# [Assignment]
Restate every record exactly, with nothing skipped.

Start of Data shown

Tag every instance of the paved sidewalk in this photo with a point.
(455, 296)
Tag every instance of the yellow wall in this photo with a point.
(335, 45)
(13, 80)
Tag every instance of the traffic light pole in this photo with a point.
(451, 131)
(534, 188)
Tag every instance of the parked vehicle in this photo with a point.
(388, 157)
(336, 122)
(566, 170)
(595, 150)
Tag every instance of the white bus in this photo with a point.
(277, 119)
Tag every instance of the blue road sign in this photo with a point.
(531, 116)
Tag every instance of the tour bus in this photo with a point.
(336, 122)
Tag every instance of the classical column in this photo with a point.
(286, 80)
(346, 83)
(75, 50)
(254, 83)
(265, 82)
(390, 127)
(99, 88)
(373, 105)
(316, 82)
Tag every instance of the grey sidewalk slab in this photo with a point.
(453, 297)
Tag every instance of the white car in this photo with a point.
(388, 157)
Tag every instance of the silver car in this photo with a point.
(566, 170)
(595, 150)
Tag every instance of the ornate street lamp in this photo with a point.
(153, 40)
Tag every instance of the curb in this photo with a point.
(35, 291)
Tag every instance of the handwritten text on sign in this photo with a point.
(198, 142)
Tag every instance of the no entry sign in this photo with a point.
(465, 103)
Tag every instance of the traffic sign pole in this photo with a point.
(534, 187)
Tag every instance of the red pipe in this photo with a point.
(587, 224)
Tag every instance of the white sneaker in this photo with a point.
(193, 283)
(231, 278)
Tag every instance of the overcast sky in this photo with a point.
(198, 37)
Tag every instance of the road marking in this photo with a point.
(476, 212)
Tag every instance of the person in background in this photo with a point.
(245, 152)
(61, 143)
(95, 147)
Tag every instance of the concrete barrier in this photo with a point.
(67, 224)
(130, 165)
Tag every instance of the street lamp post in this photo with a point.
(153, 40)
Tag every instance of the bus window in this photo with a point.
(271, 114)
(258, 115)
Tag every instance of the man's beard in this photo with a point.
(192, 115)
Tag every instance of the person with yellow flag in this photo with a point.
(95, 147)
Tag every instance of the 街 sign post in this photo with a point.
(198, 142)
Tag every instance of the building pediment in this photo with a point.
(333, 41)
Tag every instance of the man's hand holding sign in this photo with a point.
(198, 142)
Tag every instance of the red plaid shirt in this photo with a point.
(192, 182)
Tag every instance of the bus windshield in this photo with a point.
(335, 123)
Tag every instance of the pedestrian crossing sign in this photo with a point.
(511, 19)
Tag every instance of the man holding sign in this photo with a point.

End of Data shown

# [Reply]
Tag every instance of the paved sidewalk in this photo with a point.
(455, 296)
Tag every instance of the yellow wall in this photo with a point.
(335, 45)
(13, 80)
Tag every instance of the traffic light pole in this photo with a point.
(451, 131)
(534, 188)
Tag every instance of the parked vehicle in this photo with a point.
(388, 157)
(336, 122)
(566, 170)
(595, 150)
Tag every instance of the white bus in this photo with a point.
(277, 119)
Tag every instance of the blue road sign in this photo with a point.
(531, 116)
Tag every instance of the tour bus in this photo with a point.
(336, 122)
Tag every instance of the classical column in this photo with a point.
(286, 80)
(346, 83)
(75, 50)
(254, 83)
(265, 82)
(390, 127)
(99, 88)
(373, 105)
(316, 82)
Tag every instance of the grey sidewalk slab in this photo with a point.
(453, 297)
Tag every instance of the white car in this photo with a point.
(388, 157)
Tag every instance of the silver car in this photo with a point.
(566, 170)
(595, 150)
Tag every instance of the ornate street lamp in this photo with a point.
(153, 40)
Tag every instance of the curb in this photo with a point.
(35, 291)
Tag every instance of the handwritten text on sign in this photo with a point.
(198, 142)
Tag every instance of the no entry sign in this photo with a point.
(465, 103)
Tag every instance of the traffic sign pole in this photo with a point.
(534, 187)
Tag every instance of the red pipe in this photo with a point.
(587, 224)
Tag every instance of the white sneaker in this photo with a point.
(193, 283)
(231, 278)
Tag every instance of the overcast sky in this photo with a point.
(198, 37)
Tag every instance of the road marking in this photo with a point.
(476, 212)
Tag every instance of the person in background in this photo with a point.
(245, 152)
(61, 143)
(95, 147)
Tag every instance of the concrete barrier in this photo with a point.
(67, 224)
(130, 165)
Tag every instance of the street lamp post in this photo with a point.
(153, 40)
Tag every instance of the bus window in this photo with a point.
(271, 114)
(258, 115)
Tag every instance of the man's beard in this photo with a point.
(192, 115)
Tag every instance of the person with yellow flag in this photo with a point.
(95, 147)
Tag every instance of the 街 sign post in this photo with a point.
(198, 142)
Tag every instance of the building pediment in this photo with a point.
(333, 41)
Tag every instance of the man's hand holding sign in this photo with a point.
(198, 142)
Tag every instance of the red plaid shirt in this photo with a point.
(192, 182)
Tag every instance of the bus windshield in this photo with a point.
(335, 123)
Tag every instance of the pedestrian crossing sign in this photo with a point.
(511, 19)
Tag every instance of the man holding sign in this photo with a point.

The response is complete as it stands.